STATED EXERCISE 1:
According to the Pixel XL review, what is the price of the Pixel XL with 128GB of storage?
STATED EXERCISE 2:
Continue the Pixel XL review from where it stops.

---- SOURCE DOCUMENT

The Google Pixel XL Review: Life After Nexusby Matt Humrick & Brandon Chester on November 8, 2016 8:00 AM EST
Google is clearly and unambiguously targeting the flagship market with its Pixel phones. With a starting price of $649 for the smaller 5.0-inch Pixel with 32GB of storage ($749 with 128GB) and $769 for the 5.5-inch Pixel XL with 32GB ($869 with 128GB), Google is competing directly with Samsung’s Galaxy S7 and Apple’s iPhone 7 lineups. Especially in North America where Samsung and Apple dominate, Google needs more than an impressive list of hardware and features to attract customers. It needs to deliver an excellent user experience with few pain points. With its Pixel phones, Google is asserting more control over hardware and design, hoping tighter integration leads to better phones that are worth more than the sum of their parts. Unlike Apple, who executes this strategy well, Google fails to realize any benefit from its more hands-on approach with its Pixel phones.

--------
---- EXTRACTED DATA

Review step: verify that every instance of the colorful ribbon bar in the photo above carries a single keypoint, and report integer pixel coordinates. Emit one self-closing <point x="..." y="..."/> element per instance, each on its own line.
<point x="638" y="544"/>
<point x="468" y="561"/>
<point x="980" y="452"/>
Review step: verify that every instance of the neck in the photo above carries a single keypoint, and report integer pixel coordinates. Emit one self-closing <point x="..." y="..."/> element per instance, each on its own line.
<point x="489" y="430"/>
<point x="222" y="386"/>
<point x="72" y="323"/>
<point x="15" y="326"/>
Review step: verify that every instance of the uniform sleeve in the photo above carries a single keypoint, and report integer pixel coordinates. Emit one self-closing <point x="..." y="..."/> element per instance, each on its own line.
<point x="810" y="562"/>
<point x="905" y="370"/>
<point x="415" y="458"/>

--------

WRITTEN RESPONSE 1:
$869

WRITTEN RESPONSE 2:
Its aluminum and glass hybrid design is unbalanced and top-heavy. The front is boring and unattractive, which could be forgiven if it was not for the overly large and useless bezels. The wasted space below the screen is a direct result of the Pixel’s poor internal layout. On the plus side, the Pixel XL feels solid, has virtually no black border around the display (which is especially nice with the white front), and the color coordinated fingerprint sensor and antenna lines are a nice touch.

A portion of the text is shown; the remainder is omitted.